■ **EXERCISE BRIEF**
Copy out the full post on accepting the unacceptable, word for word.

■ **DOCUMENT EXTRACT**
-=-=-
Accepting the Unacceptable
- Elise Sinha

- Oct 14
- 3 min read

Some things in life are so hard, we wish they weren’t true. A loss we didn’t see coming. A diagnosis we didn’t want to hear. A change in life that feels unfair. We say to ourselves, “This can’t be happening.” But it is.
Its normal to go through a range of emotions. Disbelief, anger, bitterness, regret, sadness and denial.
When we fight with reality, we end up fighting with ourselves. We get stuck in the “shoulds” and “what-ifs.” This shouldn’t have happened. They should have been there. What if I had done something different? These thoughts loop over and over, but they don’t change the truth. All they do is make the pain heavier.
I've experienced this. I thought for a long time that if I’d worked differently, I wouldn’t have been let go. If I’d acted faster, my daughter would not have broker her arm. And on and on.
I’ve learned that accepting the unacceptable doesn’t mean liking it. It doesn’t mean saying it’s okay or fair. It means loosening my grip on the way I wish things were, and opening my hands to the way things are.
Here’s what that’s looked like for me:
Pausing before I push back on reality. When my mom passed suddenly, I caught myself saying, “This can’t be real.” I started taking a deep breath before letting those words take root. It didn’t erase the pain, but it gave me a small pause to feel instead of fight.
Letting ourselves grieve without a timeline. Grief comes in waves—sometimes we feel strong, other times we are back in the raw ache of day one. I stopped telling myself I “should” be further along.
Finding one small thing we can control when everything else feels out of my hands. During caretaking for a loved one, I couldn’t control the illness, but I could make sure they had fresh flowers in the room every day. It gave me a sense of purpose without trying to change the unchangeable.
-=-=-
■ **Extracted records**

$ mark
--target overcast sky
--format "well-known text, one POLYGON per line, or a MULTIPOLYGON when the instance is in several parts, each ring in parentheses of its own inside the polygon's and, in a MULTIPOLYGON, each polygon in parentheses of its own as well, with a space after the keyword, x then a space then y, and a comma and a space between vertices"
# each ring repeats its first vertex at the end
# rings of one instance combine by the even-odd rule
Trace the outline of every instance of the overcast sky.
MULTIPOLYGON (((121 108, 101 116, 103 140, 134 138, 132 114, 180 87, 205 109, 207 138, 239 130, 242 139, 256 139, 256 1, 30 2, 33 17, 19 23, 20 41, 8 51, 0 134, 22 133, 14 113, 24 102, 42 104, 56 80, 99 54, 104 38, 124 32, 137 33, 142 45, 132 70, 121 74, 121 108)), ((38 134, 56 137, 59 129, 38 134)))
-=-=-
■ **WORKED SOLUTION**
Accepting the Unacceptable
- Elise Sinha

- Oct 14
- 3 min read

Some things in life are so hard, we wish they weren’t true. A loss we didn’t see coming. A diagnosis we didn’t want to hear. A change in life that feels unfair. We say to ourselves, “This can’t be happening.” But it is.
Its normal to go through a range of emotions. Disbelief, anger, bitterness, regret, sadness and denial.
When we fight with reality, we end up fighting with ourselves. We get stuck in the “shoulds” and “what-ifs.” This shouldn’t have happened. They should have been there. What if I had done something different? These thoughts loop over and over, but they don’t change the truth. All they do is make the pain heavier.
I've experienced this. I thought for a long time that if I’d worked differently, I wouldn’t have been let go. If I’d acted faster, my daughter would not have broker her arm. And on and on.
I’ve learned that accepting the unacceptable doesn’t mean liking it. It doesn’t mean saying it’s okay or fair. It means loosening my grip on the way I wish things were, and opening my hands to the way things are.
Here’s what that’s looked like for me:
Pausing before I push back on reality. When my mom passed suddenly, I caught myself saying, “This can’t be real.” I started taking a deep breath before letting those words take root. It didn’t erase the pain, but it gave me a small pause to feel instead of fight.
Letting ourselves grieve without a timeline. Grief comes in waves—sometimes we feel strong, other times we are back in the raw ache of day one. I stopped telling myself I “should” be further along.
Finding one small thing we can control when everything else feels out of my hands. During caretaking for a loved one, I couldn’t control the illness, but I could make sure they had fresh flowers in the room every day. It gave me a sense of purpose without trying to change the unchangeable.